## Task details
Restate word for word every line from the one containing "We need ground-truth boxes for stage platform" to the last line of the records below.

[Saved entries]
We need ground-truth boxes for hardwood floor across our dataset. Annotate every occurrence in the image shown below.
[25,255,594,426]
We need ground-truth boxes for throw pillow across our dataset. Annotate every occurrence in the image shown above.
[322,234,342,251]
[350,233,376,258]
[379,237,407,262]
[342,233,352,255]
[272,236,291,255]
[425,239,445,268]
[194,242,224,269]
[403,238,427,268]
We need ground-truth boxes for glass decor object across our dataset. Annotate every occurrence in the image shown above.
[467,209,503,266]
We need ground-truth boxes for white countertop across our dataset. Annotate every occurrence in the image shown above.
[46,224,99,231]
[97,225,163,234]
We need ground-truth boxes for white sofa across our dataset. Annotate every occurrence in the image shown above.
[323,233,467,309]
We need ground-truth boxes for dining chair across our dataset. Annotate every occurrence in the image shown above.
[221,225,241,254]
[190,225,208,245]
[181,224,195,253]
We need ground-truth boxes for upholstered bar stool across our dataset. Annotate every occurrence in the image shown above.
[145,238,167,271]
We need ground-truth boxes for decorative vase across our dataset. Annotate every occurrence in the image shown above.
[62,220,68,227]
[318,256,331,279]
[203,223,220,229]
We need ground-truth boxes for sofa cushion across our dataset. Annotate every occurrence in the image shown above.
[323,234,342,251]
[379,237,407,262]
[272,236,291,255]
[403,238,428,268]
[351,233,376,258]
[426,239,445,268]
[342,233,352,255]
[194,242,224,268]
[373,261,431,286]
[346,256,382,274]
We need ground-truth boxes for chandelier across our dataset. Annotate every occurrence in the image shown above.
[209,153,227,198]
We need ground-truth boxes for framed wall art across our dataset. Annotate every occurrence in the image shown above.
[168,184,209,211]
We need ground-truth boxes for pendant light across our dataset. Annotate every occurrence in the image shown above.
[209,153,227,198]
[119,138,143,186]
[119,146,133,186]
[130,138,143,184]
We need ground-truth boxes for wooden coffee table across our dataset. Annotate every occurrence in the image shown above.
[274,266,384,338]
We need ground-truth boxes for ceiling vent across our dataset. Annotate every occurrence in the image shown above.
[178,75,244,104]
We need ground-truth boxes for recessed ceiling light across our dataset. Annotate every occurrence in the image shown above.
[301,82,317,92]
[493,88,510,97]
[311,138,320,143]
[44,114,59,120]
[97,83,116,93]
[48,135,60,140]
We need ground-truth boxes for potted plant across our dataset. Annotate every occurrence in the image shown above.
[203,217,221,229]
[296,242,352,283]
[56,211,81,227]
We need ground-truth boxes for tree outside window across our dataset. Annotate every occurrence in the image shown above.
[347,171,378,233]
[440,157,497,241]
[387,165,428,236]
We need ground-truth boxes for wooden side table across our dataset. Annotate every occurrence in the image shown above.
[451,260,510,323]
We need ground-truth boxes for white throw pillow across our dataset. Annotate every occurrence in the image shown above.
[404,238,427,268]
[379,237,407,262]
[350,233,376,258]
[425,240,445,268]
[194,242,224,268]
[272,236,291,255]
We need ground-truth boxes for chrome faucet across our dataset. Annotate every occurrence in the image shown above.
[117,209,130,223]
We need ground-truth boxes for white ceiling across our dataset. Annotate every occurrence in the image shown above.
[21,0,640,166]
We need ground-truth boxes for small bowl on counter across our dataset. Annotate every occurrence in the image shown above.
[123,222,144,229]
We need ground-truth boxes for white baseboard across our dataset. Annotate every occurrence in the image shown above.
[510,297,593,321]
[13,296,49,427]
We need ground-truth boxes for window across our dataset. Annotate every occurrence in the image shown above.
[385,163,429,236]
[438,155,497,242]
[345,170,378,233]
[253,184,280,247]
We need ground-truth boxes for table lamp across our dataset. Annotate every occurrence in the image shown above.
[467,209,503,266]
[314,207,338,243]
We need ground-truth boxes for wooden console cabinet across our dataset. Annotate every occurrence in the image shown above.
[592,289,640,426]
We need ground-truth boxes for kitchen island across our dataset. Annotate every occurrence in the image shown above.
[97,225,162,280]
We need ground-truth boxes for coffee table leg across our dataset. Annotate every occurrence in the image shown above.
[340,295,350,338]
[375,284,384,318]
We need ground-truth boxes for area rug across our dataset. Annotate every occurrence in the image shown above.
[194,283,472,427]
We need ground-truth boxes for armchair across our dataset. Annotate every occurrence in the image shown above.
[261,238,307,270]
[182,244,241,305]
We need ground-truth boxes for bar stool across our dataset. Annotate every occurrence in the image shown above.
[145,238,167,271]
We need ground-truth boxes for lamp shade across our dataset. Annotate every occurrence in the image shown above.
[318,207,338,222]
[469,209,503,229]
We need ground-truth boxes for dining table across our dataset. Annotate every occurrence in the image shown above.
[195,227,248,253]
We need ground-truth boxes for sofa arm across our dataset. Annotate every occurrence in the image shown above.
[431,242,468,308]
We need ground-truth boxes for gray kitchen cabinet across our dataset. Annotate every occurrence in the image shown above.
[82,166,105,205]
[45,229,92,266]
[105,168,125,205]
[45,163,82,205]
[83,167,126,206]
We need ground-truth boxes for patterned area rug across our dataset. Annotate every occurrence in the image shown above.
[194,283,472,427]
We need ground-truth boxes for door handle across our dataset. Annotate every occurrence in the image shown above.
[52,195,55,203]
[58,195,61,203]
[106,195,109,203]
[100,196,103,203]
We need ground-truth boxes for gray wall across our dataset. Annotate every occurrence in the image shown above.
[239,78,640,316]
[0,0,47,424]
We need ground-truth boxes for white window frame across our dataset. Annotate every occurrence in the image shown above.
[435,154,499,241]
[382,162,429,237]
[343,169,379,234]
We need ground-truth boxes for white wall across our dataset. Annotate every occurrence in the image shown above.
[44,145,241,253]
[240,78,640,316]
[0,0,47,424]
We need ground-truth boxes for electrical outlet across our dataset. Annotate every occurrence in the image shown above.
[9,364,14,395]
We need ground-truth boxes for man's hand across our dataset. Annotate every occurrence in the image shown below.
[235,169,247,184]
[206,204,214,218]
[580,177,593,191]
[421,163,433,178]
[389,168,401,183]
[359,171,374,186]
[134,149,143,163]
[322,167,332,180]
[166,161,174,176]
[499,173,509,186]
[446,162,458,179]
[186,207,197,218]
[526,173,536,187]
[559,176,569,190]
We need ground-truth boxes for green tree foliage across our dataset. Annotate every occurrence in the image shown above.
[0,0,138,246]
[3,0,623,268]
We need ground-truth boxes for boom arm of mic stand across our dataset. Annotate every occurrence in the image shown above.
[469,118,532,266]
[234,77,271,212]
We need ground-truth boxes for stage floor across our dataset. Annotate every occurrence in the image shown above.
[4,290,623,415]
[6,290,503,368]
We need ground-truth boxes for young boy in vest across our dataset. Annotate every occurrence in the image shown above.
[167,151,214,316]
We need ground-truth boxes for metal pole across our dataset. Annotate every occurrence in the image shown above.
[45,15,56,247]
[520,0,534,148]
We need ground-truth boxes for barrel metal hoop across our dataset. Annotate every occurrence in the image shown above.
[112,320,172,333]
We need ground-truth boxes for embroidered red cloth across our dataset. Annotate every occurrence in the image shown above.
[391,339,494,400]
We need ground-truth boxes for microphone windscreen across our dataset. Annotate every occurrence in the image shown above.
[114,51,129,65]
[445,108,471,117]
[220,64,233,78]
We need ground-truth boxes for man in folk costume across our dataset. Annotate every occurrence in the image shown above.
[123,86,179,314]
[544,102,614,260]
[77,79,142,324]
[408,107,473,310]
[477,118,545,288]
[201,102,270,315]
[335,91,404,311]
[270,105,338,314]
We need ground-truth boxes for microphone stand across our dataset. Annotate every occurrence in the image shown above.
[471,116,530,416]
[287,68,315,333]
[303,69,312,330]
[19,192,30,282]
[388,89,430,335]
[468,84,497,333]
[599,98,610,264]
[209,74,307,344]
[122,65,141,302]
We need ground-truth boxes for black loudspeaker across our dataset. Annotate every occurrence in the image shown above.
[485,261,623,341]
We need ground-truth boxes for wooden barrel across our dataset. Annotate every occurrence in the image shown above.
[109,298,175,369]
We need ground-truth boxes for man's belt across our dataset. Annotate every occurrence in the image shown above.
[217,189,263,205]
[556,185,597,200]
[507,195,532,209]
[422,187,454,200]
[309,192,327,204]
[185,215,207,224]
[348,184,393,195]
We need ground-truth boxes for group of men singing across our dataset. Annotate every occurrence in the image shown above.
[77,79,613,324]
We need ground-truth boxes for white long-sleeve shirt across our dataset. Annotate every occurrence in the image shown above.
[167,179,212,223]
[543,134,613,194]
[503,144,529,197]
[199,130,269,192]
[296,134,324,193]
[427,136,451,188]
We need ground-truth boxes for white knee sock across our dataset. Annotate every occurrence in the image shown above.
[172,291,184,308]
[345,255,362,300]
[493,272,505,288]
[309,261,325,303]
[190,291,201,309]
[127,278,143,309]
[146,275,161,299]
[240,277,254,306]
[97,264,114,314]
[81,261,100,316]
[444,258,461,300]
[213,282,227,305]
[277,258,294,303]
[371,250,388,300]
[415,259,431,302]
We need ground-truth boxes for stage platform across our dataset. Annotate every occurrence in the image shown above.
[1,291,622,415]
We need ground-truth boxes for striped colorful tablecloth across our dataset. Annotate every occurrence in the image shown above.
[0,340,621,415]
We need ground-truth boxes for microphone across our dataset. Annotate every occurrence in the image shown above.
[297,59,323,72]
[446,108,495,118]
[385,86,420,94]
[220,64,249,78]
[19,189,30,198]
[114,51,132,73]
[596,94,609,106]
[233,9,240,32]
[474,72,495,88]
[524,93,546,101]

## Answer box
We need ground-truth boxes for stage platform across our dataset. Annotate every occurrence in the image shown above.
[1,291,622,415]
We need ground-truth boxes for striped colorful tablecloth across our dataset. Annotate every occurrence in the image shown above.
[0,340,621,415]
We need ground-truth boxes for microphone across our dataset. Annotate every occurrence in the image shown above.
[297,59,323,72]
[446,108,495,118]
[385,86,420,94]
[220,64,249,78]
[19,189,30,198]
[114,51,132,73]
[596,94,609,106]
[233,9,240,32]
[474,72,495,88]
[524,93,546,101]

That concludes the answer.